- [Цитируемый текст]:
============

ИЗДАЕТСЯ ПО БЛАГОСЛОВЕНИЮ ВЫСОКОПРЕОСВЯЩЕННЕЙШЕГО МИТРОПОЛИТА ТОБОЛЬСКОГО И ТЮМЕНСКОГО ДИМИТРИЯ

№03 2020 г.         

Перейти в раздел [Документы]

Яблоневые сады Сапронова Игната Иудовича

Есть у нас в селе Солобоеве улица на взгорке, Садовой недавно стала называться. Сколько помнят себя старожилы, от босоногой поры до седой бороды, пустошь та Воробьевкой звалась. Конопля там росла, как африканские джунгли. По сухому времени воробьиным щебетом ее заливало да ребячьими звонкими голосами. Птаха серая там зерно безбоязненно добывала, ребятня в красных конников играла, лихо срубая саблями, выструганными из березовой палки, головы зеленым хозяевам. Стороной обходили этот конопляный бурьян люди, не до него было. Своя тропинка была у деревенских жителей на покосы, которая шла мимо зарослей конопли.

Так вот, была когда-то Воробьевка, а стала известная на все село улица Садовая. И принес ей это имя Игнат Сапронов, или, как его еще ребятня называла, «дед-садоводник». И до дому его дорогу каждый в деревне мог показать. Известный на весь колхоз. От этого дома Садовая и пошла шириться, по весне белой пеной играть. Лепесточки-то с тех яблонь в каждом дворе-садике свой плод уронили. От одной веточки та садовая красота, людская услада, в деревню пришла.

============

- [Предоставленные данные]:
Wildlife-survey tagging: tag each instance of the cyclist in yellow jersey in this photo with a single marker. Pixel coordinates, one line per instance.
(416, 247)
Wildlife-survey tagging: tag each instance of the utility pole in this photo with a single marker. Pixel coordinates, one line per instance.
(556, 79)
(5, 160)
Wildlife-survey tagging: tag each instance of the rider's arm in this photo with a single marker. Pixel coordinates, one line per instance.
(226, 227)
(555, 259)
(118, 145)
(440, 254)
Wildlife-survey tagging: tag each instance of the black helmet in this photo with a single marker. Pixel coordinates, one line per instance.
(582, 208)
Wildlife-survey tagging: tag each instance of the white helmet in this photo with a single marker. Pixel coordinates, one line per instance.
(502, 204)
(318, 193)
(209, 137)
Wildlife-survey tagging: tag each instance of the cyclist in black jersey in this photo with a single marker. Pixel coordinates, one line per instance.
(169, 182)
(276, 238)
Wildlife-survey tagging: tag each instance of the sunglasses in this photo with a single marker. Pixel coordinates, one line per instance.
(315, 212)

============

- [Поставленная задача]:
Продолжите текст о яблоневых садах Игната Сапронова в селе Солобоеве, начав сразу после его последнего предложения.

- [Ответ]:
Те, кто жили раньше, говорили, что пшеницу в наши сибирские края Ермак Тимофеевич завез, с тех пор и звенит она на ветру за мужицкими избами. А вот яблоньки… Такой красоты не было в сибирских селах, на картинках только и могли видеть, как ветки к земле клонят налитые солнцем плоды яблонь. Игнат Иудович приехал в наше село незадолго до начало Великой Отечественной войны. Сибиряки на что народ рослый, а тут подивились – рост под два метра, кулаки – пудовиками такие зовут, усы гвардейские. Мужчина видный, красивый. Разговор мягкий, украинский, как будто песню поет. Да и на самом деле любил он петь и играть на гармошке. В те времена по всей стране зов прошел: Сибири нужны люди. Жена не соглашалась, в голос ревела и приговаривала: «Да какой тебя леший несет в эту распроклятую Сибирь. Али не слыхал, что там зимой и летом в медвежьих шкурах ходят, сырое мясо едят, чтобы зубы не повылезали. Не зря раньше в эту Сибирь на цепях вели. А тут, чтоб добровольно… Да ни в жисть!»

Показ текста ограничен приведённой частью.